Named-object pointing records
* * *

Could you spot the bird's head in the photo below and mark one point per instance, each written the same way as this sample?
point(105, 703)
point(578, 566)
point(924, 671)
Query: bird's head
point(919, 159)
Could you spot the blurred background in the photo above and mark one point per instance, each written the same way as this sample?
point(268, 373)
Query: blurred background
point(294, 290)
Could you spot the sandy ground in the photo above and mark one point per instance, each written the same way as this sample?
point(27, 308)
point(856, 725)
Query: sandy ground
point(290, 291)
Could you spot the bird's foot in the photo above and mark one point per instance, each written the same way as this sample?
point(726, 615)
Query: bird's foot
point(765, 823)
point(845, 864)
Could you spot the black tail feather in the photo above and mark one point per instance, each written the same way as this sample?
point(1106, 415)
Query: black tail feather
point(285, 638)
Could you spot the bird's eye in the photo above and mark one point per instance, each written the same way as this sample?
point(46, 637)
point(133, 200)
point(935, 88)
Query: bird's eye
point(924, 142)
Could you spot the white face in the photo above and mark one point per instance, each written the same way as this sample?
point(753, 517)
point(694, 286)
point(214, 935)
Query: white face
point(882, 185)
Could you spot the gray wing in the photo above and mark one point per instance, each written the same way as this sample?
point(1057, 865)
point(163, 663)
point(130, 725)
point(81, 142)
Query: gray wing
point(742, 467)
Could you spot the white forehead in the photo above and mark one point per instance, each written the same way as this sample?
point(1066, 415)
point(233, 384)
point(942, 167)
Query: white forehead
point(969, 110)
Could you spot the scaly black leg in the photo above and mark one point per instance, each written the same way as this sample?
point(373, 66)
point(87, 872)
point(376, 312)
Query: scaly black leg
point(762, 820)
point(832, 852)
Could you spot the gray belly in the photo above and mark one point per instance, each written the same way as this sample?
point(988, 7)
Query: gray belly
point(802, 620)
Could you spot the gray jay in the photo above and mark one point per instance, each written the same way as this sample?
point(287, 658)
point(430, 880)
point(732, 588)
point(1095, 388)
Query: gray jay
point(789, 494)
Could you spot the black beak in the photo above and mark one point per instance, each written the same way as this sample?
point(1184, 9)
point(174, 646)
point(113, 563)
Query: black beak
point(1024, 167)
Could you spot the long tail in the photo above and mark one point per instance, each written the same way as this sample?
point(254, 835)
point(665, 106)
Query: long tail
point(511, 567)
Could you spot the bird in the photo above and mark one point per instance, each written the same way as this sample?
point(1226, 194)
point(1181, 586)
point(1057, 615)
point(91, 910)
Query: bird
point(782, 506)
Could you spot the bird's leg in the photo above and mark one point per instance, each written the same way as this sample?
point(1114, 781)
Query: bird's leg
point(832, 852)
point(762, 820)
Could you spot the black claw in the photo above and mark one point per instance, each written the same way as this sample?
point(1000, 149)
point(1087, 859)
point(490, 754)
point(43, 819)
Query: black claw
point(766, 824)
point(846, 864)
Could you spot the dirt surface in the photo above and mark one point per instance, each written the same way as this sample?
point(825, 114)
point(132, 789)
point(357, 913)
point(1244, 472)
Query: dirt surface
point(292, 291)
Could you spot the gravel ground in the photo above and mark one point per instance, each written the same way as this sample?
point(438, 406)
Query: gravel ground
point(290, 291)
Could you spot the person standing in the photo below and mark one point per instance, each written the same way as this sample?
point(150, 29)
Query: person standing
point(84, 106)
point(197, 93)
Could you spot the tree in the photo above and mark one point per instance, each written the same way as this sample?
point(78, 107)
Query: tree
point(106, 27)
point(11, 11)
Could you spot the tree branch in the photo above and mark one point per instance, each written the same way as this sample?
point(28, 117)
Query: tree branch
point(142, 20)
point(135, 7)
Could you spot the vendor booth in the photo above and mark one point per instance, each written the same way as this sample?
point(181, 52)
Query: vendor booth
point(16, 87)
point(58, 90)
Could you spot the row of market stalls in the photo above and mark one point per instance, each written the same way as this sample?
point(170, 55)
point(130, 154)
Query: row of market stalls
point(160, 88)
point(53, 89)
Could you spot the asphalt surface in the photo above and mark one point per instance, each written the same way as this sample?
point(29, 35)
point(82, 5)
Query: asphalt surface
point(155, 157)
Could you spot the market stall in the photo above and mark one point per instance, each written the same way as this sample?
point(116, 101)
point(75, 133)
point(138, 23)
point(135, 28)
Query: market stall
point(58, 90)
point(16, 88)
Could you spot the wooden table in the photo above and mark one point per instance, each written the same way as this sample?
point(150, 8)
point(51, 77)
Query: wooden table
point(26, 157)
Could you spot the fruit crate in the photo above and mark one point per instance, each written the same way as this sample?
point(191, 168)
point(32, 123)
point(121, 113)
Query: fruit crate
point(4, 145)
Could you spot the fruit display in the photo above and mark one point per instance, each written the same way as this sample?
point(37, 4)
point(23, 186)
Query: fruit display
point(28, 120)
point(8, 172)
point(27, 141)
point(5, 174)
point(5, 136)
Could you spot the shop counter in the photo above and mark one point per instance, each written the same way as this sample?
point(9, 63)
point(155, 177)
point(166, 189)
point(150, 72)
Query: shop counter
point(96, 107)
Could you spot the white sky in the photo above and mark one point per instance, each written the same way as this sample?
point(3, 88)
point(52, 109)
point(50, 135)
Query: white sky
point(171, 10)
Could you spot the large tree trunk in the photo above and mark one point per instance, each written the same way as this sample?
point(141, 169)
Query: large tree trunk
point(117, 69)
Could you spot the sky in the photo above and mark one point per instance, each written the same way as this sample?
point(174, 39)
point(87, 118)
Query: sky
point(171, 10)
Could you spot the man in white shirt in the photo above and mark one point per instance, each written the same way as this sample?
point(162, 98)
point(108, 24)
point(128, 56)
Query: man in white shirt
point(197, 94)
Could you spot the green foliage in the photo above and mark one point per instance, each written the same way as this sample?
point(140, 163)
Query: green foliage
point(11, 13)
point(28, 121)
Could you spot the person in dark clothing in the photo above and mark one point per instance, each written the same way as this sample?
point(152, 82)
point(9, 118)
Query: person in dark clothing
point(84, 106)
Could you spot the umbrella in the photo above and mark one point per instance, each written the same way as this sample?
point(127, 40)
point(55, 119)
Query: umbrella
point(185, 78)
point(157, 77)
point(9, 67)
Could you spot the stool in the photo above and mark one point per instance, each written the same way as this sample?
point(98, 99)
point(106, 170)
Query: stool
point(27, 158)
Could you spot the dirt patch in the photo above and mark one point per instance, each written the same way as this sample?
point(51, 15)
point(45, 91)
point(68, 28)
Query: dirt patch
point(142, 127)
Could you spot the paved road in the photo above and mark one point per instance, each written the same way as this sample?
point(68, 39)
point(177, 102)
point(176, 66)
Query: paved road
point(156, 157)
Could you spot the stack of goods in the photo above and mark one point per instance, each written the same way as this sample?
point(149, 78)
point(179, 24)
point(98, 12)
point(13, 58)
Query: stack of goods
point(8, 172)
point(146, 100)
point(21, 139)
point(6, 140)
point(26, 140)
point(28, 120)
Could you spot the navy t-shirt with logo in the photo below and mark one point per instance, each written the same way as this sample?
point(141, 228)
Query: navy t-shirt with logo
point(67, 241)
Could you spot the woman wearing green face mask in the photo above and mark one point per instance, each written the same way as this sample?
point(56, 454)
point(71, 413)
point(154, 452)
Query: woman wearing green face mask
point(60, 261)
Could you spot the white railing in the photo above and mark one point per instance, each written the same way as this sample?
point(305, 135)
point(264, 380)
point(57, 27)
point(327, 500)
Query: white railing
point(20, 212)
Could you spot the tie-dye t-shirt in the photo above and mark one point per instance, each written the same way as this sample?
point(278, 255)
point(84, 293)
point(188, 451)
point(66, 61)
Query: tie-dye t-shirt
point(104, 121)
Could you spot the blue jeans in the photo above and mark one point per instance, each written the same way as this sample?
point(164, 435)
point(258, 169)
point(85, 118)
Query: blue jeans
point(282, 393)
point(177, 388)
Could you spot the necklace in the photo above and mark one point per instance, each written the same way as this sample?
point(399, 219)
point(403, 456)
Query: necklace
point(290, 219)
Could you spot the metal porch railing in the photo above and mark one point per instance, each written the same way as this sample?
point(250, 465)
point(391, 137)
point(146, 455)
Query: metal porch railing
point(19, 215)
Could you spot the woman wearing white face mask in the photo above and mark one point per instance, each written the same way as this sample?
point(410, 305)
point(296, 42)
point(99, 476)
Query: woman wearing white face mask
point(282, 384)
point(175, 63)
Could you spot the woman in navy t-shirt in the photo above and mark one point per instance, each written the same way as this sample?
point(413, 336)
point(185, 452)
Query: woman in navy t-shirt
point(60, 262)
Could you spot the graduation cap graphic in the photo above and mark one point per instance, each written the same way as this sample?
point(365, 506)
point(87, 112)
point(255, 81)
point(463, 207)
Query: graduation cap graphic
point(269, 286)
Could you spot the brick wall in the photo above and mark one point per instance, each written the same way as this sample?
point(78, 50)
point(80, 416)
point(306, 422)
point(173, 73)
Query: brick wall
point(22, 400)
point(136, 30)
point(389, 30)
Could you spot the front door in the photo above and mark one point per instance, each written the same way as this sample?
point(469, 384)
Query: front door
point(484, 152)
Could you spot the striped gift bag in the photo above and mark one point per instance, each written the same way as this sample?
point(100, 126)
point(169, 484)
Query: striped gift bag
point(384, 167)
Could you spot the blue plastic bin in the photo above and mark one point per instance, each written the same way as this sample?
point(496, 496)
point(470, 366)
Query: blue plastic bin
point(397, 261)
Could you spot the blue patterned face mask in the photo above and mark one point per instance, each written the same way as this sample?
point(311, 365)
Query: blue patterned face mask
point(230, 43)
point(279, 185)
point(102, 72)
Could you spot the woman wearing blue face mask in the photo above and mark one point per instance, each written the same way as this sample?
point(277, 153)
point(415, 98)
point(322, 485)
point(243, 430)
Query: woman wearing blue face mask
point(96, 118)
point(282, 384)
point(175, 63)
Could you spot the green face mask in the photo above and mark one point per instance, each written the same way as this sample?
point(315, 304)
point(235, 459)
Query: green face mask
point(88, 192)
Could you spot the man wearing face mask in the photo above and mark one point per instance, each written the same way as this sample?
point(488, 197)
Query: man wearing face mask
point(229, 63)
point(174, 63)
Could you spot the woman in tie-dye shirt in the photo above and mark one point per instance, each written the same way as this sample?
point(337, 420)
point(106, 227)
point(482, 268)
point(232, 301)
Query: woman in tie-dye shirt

* * *

* _Stated task_
Give back, unchanged, every line from the one with "Could you spot the blue plastic" to the end of the entries above.

* _Correct output_
Could you spot the blue plastic bin in the photo above and mark one point per instance, each written the same way as this sample?
point(496, 496)
point(470, 366)
Query: blue plastic bin
point(397, 261)
Could you spot the blue patterned face mask in the photo above and mark one point per instance, each written the same way as this sample?
point(311, 365)
Query: blue patterned face mask
point(230, 43)
point(279, 185)
point(102, 72)
Could you spot the woman wearing blue face mask in the photo above and mark one point per instance, each written the same way as this sample?
point(277, 153)
point(415, 98)
point(322, 485)
point(243, 430)
Query: woman wearing blue face mask
point(96, 118)
point(282, 384)
point(175, 63)
Could you spot the green face mask in the photo above and mark one point per instance, each written the same way as this sample?
point(315, 304)
point(235, 459)
Query: green face mask
point(88, 192)
Could you spot the man wearing face mask in the photo above and mark one point per instance, each written the same way as this sample?
point(488, 197)
Query: man wearing face mask
point(229, 63)
point(174, 63)
Could you spot the woman in tie-dye shirt in the photo above and mark one point per instance, each written the same way as this sample?
point(337, 420)
point(106, 227)
point(482, 268)
point(232, 301)
Query: woman in tie-dye shirt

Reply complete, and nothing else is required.